[Data extracts Boundary: Start]
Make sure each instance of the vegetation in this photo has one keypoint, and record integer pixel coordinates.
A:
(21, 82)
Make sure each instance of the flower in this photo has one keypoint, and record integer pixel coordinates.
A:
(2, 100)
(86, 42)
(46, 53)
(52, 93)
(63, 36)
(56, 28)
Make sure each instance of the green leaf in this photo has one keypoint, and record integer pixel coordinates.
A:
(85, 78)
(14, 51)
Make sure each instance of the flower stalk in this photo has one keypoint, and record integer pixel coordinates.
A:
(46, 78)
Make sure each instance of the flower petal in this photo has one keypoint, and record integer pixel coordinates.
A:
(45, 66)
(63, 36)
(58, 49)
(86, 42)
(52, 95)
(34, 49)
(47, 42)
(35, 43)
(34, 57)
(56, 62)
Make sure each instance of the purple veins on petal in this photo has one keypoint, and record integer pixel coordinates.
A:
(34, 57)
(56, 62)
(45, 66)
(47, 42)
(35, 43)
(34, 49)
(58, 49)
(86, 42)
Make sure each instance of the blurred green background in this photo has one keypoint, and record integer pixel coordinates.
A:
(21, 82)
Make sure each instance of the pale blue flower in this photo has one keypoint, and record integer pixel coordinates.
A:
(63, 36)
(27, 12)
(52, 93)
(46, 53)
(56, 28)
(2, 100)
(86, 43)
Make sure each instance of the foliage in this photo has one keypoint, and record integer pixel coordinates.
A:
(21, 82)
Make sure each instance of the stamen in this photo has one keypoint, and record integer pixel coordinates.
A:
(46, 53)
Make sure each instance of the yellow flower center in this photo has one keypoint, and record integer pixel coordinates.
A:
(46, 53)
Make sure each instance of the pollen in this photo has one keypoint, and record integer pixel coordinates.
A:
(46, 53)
[Data extracts Boundary: End]
#### [Description of the task]
Pull out every line of the records above that contains the word "green".

#### [Task output]
Make sure each instance of the green leaf in this photo has one keypoint, and record integer pixel coordinates.
Make sure each instance of the blurred green background in this photo has one keypoint, and record integer pixel coordinates.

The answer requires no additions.